> **PROBLEM DETAILS**
Put every line of the listing below into a Markdown table with the columns "Row" and "Line". Number the rows in order and omit blank lines.

------ DATA SECTION ------

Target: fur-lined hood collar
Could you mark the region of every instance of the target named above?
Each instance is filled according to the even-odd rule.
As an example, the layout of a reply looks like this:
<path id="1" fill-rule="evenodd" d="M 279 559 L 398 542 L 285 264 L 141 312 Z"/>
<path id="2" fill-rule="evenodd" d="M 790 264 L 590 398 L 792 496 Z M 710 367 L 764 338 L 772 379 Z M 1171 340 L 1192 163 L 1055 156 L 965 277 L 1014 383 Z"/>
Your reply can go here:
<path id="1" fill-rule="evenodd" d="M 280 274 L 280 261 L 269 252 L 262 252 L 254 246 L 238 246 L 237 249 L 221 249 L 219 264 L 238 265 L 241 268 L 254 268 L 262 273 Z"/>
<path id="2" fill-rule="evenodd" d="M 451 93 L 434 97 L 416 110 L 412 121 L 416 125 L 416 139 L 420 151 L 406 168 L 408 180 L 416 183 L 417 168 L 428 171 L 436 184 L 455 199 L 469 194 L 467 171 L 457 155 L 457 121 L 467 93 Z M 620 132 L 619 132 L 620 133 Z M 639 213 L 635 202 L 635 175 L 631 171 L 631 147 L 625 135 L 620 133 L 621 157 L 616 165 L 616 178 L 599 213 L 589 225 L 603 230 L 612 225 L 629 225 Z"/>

------

> **THE ANSWER**
| Row | Line |
|---|---|
| 1 | Target: fur-lined hood collar |
| 2 | Could you mark the region of every instance of the target named above? |
| 3 | Each instance is filled according to the even-odd rule. |
| 4 | As an example, the layout of a reply looks like this: |
| 5 | <path id="1" fill-rule="evenodd" d="M 279 559 L 398 542 L 285 264 L 141 312 Z"/> |
| 6 | <path id="2" fill-rule="evenodd" d="M 790 264 L 590 398 L 792 496 Z M 710 367 L 764 338 L 772 379 Z M 1171 340 L 1192 163 L 1055 156 L 965 277 L 1014 383 Z"/> |
| 7 | Your reply can go here: |
| 8 | <path id="1" fill-rule="evenodd" d="M 280 274 L 280 261 L 269 252 L 262 252 L 254 246 L 238 246 L 237 249 L 221 249 L 219 264 L 238 265 L 241 268 L 254 268 L 262 273 Z"/> |
| 9 | <path id="2" fill-rule="evenodd" d="M 451 93 L 434 97 L 416 110 L 412 121 L 416 125 L 416 139 L 420 151 L 406 168 L 408 180 L 416 183 L 417 168 L 428 171 L 436 184 L 455 199 L 469 194 L 467 171 L 457 155 L 457 121 L 467 93 Z M 620 132 L 619 132 L 620 133 Z M 639 213 L 635 202 L 635 175 L 631 171 L 631 147 L 625 135 L 620 133 L 621 157 L 616 165 L 616 178 L 599 213 L 589 225 L 603 230 L 612 225 L 629 225 Z"/> |